══ SUPPLIED RECORDS ══

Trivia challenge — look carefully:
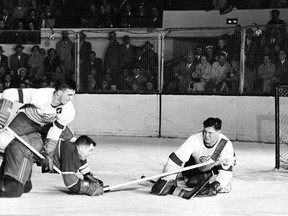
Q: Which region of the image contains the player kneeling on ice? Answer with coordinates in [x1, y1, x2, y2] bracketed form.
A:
[0, 135, 104, 197]
[151, 117, 236, 198]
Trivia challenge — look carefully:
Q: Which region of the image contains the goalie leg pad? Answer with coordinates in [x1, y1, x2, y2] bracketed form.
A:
[151, 178, 176, 196]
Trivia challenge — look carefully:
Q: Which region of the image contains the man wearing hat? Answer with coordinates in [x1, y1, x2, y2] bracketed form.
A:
[9, 44, 29, 77]
[0, 46, 8, 70]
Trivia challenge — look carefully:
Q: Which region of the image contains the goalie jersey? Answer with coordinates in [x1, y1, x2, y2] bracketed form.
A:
[2, 88, 75, 142]
[164, 131, 235, 188]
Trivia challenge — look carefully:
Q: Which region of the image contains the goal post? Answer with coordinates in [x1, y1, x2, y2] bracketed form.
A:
[275, 85, 288, 169]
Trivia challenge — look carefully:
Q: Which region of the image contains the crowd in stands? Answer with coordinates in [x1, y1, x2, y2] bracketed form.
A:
[164, 9, 288, 95]
[0, 30, 158, 93]
[0, 0, 163, 29]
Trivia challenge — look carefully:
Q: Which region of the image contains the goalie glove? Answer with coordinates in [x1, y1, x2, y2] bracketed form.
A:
[84, 172, 104, 187]
[79, 180, 104, 196]
[196, 181, 221, 197]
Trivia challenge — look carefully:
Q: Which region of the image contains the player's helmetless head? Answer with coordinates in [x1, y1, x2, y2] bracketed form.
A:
[76, 135, 96, 160]
[202, 117, 222, 146]
[54, 78, 77, 105]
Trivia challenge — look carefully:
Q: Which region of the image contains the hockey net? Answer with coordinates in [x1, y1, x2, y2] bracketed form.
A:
[275, 85, 288, 169]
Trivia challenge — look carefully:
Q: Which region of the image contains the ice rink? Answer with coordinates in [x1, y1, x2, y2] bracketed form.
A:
[1, 136, 288, 216]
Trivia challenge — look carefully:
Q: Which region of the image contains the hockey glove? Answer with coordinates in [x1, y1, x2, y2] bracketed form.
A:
[84, 172, 104, 187]
[196, 181, 221, 197]
[79, 180, 104, 196]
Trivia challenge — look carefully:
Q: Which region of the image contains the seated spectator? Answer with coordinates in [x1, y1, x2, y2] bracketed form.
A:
[25, 8, 39, 29]
[131, 82, 140, 92]
[44, 48, 60, 80]
[0, 46, 9, 70]
[51, 66, 64, 83]
[145, 68, 157, 89]
[83, 73, 98, 92]
[133, 46, 144, 68]
[12, 0, 28, 22]
[0, 66, 7, 82]
[119, 67, 133, 91]
[39, 3, 55, 28]
[110, 83, 119, 92]
[96, 4, 113, 28]
[205, 45, 217, 65]
[0, 19, 8, 31]
[188, 55, 212, 93]
[194, 46, 204, 63]
[132, 66, 147, 91]
[9, 44, 29, 76]
[3, 73, 16, 89]
[148, 6, 162, 28]
[207, 52, 231, 93]
[28, 45, 44, 80]
[1, 8, 14, 29]
[81, 3, 98, 28]
[120, 2, 135, 27]
[98, 79, 110, 92]
[134, 4, 149, 27]
[14, 67, 28, 87]
[83, 51, 103, 84]
[223, 58, 240, 94]
[146, 81, 156, 92]
[19, 82, 27, 88]
[257, 55, 277, 93]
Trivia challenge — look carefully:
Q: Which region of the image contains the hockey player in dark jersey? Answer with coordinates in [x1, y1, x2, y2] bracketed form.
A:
[0, 134, 103, 197]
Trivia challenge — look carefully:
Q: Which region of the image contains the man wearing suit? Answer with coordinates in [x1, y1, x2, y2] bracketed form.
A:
[1, 8, 14, 29]
[173, 51, 197, 93]
[119, 35, 135, 70]
[82, 51, 103, 84]
[9, 44, 29, 76]
[0, 46, 8, 70]
[276, 50, 288, 84]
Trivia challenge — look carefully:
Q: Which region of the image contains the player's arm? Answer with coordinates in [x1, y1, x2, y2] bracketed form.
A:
[57, 141, 103, 196]
[42, 103, 76, 172]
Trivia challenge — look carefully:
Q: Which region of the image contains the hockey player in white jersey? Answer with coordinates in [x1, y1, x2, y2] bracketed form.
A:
[151, 117, 236, 197]
[0, 78, 76, 172]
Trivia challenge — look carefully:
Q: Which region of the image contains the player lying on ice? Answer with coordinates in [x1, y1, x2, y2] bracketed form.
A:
[0, 133, 104, 197]
[151, 117, 236, 197]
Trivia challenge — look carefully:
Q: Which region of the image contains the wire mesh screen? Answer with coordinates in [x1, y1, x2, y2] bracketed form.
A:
[276, 85, 288, 169]
[78, 30, 160, 93]
[163, 28, 241, 94]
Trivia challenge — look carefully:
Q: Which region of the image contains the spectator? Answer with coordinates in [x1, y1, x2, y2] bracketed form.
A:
[131, 82, 140, 92]
[51, 66, 64, 83]
[172, 51, 197, 93]
[84, 73, 98, 92]
[0, 46, 9, 70]
[120, 2, 134, 27]
[195, 46, 204, 63]
[207, 52, 231, 93]
[205, 45, 217, 65]
[148, 6, 161, 28]
[276, 50, 288, 84]
[28, 45, 44, 80]
[142, 41, 158, 69]
[14, 67, 28, 87]
[83, 51, 103, 84]
[25, 8, 39, 29]
[96, 4, 113, 28]
[119, 67, 133, 91]
[119, 35, 136, 70]
[214, 37, 230, 60]
[1, 8, 14, 29]
[132, 66, 147, 91]
[0, 81, 4, 92]
[134, 4, 149, 27]
[245, 28, 259, 71]
[0, 66, 7, 82]
[39, 4, 55, 28]
[99, 79, 110, 92]
[9, 44, 29, 76]
[3, 73, 16, 89]
[44, 48, 60, 80]
[104, 31, 120, 81]
[189, 55, 212, 93]
[257, 55, 277, 93]
[145, 68, 157, 89]
[267, 9, 286, 35]
[133, 46, 144, 68]
[224, 58, 240, 94]
[0, 19, 8, 30]
[146, 81, 156, 92]
[12, 0, 28, 21]
[56, 30, 75, 79]
[81, 3, 99, 28]
[79, 32, 92, 66]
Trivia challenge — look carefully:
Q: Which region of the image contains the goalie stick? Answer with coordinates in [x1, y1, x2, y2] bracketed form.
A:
[104, 139, 227, 192]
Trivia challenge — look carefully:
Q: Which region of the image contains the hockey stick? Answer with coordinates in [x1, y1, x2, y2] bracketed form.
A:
[104, 139, 227, 192]
[5, 126, 62, 174]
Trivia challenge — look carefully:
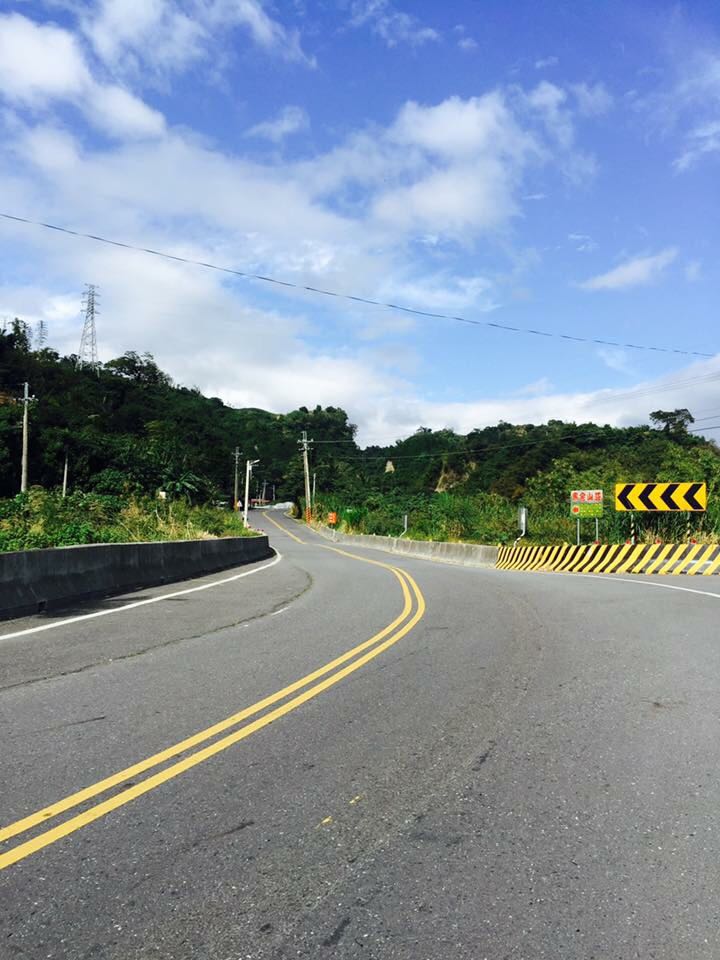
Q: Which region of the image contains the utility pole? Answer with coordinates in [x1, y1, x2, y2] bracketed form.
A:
[243, 459, 259, 528]
[19, 381, 35, 493]
[299, 431, 313, 522]
[261, 479, 267, 504]
[233, 446, 241, 510]
[62, 450, 69, 497]
[312, 471, 316, 507]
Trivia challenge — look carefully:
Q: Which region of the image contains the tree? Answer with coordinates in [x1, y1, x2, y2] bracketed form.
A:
[649, 409, 695, 435]
[104, 352, 172, 387]
[9, 318, 31, 353]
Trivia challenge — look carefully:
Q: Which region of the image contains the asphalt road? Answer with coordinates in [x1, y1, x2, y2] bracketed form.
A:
[1, 513, 719, 959]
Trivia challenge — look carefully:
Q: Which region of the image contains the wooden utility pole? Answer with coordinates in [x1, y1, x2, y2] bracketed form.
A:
[19, 382, 34, 493]
[300, 431, 312, 522]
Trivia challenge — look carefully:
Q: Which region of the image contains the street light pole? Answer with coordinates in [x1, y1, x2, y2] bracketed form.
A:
[243, 459, 259, 528]
[233, 446, 241, 510]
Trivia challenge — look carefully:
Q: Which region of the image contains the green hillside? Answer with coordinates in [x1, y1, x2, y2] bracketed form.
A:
[1, 319, 718, 546]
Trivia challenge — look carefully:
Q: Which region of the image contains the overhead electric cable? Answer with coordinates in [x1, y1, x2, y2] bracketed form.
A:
[331, 421, 720, 462]
[308, 369, 720, 448]
[1, 212, 715, 359]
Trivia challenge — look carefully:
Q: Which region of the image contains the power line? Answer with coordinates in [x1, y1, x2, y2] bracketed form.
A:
[333, 422, 720, 462]
[1, 212, 715, 360]
[308, 369, 720, 449]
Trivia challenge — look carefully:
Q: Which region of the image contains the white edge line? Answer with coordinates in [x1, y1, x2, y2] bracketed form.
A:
[576, 572, 720, 600]
[0, 551, 283, 641]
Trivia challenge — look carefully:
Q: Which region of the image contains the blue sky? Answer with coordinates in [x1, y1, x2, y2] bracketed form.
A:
[0, 0, 719, 443]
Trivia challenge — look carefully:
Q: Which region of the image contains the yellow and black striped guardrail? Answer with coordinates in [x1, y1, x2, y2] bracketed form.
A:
[496, 542, 720, 576]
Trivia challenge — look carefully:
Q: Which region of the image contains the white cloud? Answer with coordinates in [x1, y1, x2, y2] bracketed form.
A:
[452, 24, 476, 51]
[580, 248, 678, 291]
[535, 56, 558, 69]
[82, 0, 315, 73]
[373, 162, 517, 234]
[227, 0, 315, 65]
[0, 12, 165, 140]
[86, 84, 166, 139]
[597, 347, 632, 373]
[364, 92, 547, 235]
[568, 232, 597, 252]
[82, 0, 205, 75]
[17, 125, 81, 173]
[526, 81, 572, 148]
[350, 0, 439, 48]
[0, 13, 90, 104]
[674, 119, 720, 170]
[0, 65, 618, 439]
[246, 105, 309, 142]
[390, 93, 532, 159]
[380, 274, 497, 313]
[514, 377, 554, 396]
[353, 356, 720, 445]
[639, 37, 720, 172]
[685, 260, 702, 282]
[571, 82, 614, 116]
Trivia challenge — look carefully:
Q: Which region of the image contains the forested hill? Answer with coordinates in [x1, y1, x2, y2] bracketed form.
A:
[1, 320, 718, 521]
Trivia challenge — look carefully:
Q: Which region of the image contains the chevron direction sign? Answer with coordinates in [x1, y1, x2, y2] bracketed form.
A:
[614, 482, 707, 512]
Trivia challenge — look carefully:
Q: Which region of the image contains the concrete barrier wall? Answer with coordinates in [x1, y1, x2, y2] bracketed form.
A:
[0, 535, 273, 620]
[497, 542, 720, 576]
[313, 525, 498, 567]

═══

__WHAT THIS TASK INVOLVES__:
For the word "glove", count how many lines of the entries contain it; give the number and nothing more.

__OUTPUT__:
2